PASSAGE SHOWN Block Start
Bald Eagle (Haliaeetus leucocephalus) Feathers as an Alternative to Blood for Microsatellite DNA Analysis: Toward a Non-invasive Technique for Population Genetics     


Sarah Courchesne, Dawn Meola, Acacia Alcivar-Warren

Presented by:

Acacia Alcivar-Warren


Department of Environmental and Population Health, Cummings School of Veterinary Medicine 


The bald eagle (Haliaeetus leucocephalus) is currently classified as threatened in the lower 48 United States. In Massachusetts, only 12 active nesting sites presently exist, and the majority of breeding birds originated from a population of eaglets imported from Nova Scotia in the 1980s. Previous work using Random Amplified Polymorphic DNA (RAPD) technique demonstrated a genetic diversity among Massachusetts eagles of only 22%. RAPD, while useful for genetic analysis of blood samples, proved to be inappropriate for analysis of feather samples from the same birds. To address this, our current work aimed at determining whether microsatellites would yield identical information for blood and feather samples from the same animal. Utilizing GenBank sequences, a total of 24 microsatellite primer sets representing 18 loci were designed and tested for allele polymorphism using DNA from eight blood samples and a single annealing temperature in the polymerase chain reaction (PCR). Thirteen microsatellites (54%) representing 11 loci were polymorphic, and three of these were selected to compare allele sizes in blood and feather DNA from the same eaglet. Preliminary results using microsatellite AJ620425 showed that 18 out of 44 blood/feather pairs amplified alleles of similar sizes. Feather DNA of the other 26 blood/feather pairs tested did not amplify any alleles. Data suggest that microsatellite alleles from blood and feather of the same bird may be consistent, and the microsatellite technique could be useful for non-invasive conservation genetics studies. However, multiple repetitions of the experiment are needed in order to determine optimum DNA concentration for feather samples. Additionally, we will need to refine the protocol so as to obtain greater amplification of feather DNA which tended to give somewhat weak signals.
PASSAGE SHOWN Block End
DATASET EXTRACT Block Start
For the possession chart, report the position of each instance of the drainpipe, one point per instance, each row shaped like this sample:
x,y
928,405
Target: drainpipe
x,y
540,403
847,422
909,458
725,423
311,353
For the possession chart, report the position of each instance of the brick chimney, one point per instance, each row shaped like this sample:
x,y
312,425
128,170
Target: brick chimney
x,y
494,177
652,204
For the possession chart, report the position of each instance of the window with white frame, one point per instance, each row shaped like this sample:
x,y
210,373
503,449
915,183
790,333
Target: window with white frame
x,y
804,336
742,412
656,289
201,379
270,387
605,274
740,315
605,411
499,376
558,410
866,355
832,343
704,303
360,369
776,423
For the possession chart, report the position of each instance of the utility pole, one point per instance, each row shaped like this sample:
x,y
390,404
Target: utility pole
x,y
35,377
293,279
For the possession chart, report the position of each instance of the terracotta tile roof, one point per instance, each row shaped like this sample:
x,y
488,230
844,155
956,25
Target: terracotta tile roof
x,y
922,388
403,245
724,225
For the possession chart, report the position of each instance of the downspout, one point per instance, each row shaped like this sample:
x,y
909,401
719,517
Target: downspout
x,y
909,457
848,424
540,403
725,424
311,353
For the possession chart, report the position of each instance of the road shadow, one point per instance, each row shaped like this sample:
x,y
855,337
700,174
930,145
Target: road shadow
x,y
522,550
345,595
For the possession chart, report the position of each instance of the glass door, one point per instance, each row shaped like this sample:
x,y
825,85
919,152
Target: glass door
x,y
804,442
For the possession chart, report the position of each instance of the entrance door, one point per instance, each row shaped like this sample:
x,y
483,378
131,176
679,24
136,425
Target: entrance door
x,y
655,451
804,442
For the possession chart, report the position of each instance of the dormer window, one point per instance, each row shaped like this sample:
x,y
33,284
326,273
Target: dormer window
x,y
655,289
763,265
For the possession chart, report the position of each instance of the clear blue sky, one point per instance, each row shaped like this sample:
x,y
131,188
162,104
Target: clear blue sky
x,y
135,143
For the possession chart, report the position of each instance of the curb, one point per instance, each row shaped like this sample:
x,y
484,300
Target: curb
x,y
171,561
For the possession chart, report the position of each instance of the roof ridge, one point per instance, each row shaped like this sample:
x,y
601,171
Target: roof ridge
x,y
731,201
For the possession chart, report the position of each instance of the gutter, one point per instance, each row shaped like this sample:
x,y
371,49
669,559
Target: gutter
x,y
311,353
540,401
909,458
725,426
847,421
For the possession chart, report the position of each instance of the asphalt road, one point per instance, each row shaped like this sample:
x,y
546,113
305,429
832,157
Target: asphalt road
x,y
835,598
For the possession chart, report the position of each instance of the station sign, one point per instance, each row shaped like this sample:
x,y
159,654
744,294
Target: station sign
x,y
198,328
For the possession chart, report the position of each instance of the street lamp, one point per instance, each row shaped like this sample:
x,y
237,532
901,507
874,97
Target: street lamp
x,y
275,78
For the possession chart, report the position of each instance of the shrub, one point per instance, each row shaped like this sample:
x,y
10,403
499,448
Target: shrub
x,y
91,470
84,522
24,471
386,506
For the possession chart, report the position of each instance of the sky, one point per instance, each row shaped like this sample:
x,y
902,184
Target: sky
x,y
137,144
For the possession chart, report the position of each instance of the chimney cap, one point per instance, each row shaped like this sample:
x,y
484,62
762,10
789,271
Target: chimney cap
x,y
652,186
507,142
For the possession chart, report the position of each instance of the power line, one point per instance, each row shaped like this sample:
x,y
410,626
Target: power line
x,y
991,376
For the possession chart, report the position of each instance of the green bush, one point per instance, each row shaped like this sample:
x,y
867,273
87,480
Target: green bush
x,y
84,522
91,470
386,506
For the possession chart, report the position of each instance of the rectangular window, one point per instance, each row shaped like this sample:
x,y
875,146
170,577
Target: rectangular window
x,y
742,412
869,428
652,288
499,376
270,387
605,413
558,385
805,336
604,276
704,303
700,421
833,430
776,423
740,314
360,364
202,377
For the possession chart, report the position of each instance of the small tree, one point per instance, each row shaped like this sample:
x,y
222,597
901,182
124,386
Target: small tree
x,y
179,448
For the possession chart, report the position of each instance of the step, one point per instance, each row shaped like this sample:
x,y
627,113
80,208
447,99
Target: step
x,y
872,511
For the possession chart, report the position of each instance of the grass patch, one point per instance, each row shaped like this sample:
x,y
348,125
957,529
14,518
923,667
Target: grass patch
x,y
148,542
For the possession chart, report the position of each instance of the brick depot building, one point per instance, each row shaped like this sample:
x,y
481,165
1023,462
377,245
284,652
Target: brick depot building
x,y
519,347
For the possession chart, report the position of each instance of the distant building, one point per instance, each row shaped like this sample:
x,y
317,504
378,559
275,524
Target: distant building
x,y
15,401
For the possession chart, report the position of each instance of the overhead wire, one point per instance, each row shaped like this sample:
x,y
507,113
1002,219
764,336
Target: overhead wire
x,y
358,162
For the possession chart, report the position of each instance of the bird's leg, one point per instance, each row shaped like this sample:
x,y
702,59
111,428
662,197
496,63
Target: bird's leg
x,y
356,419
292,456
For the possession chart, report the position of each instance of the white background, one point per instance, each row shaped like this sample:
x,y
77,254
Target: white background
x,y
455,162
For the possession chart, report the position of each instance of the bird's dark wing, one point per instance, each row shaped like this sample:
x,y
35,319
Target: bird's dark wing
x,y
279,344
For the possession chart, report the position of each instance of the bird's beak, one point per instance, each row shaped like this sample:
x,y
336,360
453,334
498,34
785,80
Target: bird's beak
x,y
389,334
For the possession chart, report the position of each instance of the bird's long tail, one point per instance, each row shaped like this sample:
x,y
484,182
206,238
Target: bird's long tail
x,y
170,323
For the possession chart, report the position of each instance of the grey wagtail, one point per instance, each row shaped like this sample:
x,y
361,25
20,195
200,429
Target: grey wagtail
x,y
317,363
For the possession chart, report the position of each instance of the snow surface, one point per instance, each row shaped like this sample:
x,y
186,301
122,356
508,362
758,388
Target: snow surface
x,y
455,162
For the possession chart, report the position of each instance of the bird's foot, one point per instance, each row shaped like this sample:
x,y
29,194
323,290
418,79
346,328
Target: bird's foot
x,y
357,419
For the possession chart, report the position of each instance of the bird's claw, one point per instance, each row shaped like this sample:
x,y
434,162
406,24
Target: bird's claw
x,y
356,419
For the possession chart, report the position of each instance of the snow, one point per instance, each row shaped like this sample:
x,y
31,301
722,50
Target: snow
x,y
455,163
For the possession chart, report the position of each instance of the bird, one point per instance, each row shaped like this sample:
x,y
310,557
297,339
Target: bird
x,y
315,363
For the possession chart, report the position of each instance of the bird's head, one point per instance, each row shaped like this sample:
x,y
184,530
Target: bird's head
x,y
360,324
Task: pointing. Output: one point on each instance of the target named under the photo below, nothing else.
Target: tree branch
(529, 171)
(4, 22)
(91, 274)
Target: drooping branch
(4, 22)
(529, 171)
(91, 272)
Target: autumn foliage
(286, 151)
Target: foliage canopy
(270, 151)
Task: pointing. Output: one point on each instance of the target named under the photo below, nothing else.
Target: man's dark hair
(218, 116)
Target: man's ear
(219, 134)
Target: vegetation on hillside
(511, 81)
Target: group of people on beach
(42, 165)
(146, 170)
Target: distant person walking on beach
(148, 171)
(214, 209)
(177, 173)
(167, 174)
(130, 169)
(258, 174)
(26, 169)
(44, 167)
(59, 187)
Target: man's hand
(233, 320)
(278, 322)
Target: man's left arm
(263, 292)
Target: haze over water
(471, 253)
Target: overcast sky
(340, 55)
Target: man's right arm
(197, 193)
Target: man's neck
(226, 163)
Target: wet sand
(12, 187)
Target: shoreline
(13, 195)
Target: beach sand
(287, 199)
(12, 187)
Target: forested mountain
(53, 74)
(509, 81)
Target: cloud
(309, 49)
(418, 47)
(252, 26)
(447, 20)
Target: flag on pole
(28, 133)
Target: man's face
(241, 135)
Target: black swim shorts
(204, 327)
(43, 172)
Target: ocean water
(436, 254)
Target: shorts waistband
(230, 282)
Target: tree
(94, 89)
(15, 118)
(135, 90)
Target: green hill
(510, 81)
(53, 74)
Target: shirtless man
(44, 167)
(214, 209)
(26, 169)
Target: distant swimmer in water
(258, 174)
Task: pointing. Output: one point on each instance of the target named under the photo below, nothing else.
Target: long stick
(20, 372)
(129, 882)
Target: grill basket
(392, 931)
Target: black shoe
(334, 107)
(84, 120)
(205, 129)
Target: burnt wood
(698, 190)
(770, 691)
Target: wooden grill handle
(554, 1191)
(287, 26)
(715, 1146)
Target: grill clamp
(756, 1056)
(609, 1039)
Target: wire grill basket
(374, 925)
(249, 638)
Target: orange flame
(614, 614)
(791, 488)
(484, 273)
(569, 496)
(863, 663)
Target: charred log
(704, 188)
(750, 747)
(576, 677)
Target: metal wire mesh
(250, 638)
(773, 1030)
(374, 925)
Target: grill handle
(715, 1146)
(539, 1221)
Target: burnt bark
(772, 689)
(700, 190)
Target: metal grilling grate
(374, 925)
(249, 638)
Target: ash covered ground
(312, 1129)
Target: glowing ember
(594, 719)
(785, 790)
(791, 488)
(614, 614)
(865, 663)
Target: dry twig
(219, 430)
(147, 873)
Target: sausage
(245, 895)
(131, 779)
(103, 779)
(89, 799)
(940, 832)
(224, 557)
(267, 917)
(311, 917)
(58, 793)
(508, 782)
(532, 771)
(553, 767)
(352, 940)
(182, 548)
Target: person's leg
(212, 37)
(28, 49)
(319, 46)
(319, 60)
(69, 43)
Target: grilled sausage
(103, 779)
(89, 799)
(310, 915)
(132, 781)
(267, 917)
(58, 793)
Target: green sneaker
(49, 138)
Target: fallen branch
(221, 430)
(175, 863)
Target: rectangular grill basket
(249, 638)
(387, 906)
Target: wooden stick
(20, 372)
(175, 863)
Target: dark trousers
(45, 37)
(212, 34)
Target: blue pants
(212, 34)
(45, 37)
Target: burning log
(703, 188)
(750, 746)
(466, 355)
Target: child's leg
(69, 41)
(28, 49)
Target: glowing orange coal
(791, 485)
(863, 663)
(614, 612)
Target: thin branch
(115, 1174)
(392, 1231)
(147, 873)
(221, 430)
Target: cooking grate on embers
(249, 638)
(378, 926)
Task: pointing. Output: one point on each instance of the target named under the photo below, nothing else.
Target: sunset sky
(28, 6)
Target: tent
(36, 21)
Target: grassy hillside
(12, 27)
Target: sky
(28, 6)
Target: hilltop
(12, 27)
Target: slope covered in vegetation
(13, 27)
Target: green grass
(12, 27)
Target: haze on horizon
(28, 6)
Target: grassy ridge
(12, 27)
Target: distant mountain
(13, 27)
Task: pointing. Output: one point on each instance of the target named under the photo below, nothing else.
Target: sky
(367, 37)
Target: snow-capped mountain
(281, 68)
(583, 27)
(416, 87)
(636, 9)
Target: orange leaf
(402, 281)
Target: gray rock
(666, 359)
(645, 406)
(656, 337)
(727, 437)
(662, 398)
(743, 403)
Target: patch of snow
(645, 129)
DATASET EXTRACT Block End
[TASK INSTRUCTIONS]
**1.** Name every author listed in the bald eagle feather abstract.
**2.** Using the bald eagle feather abstract, decide whether each statement agrees with it, and quote the words that settle each case: (a) Thirteen of the microsatellites tested were polymorphic. (b) The RAPD technique worked well on feather samples. (c) Feather DNA amplified alleles in all 44 blood/feather pairs.
**3.** Translate this sentence from the bald eagle feather abstract into Spanish: "In Massachusetts, only 12 active nesting sites presently exist, and the majority of breeding birds originated from a population of eaglets imported from Nova Scotia in the 1980s."

[ANSWERS TO THE EXERCISE]
**1.** Sarah Courchesne, Dawn Meola, Acacia Alcivar-Warren

**2.**
(a) Yes: "Thirteen microsatellites (54%) representing 11 loci were polymorphic"
(b) No: "proved to be inappropriate for analysis of feather samples from the same birds"
(c) No: "Feather DNA of the other 26 blood/feather pairs tested did not amplify any alleles."

**3.** En Massachusetts existen actualmente solo 12 sitios de anidación activos, y la mayoría de las aves reproductoras provienen de una población de aguiluchos importados de Nueva Escocia en la década de 1980.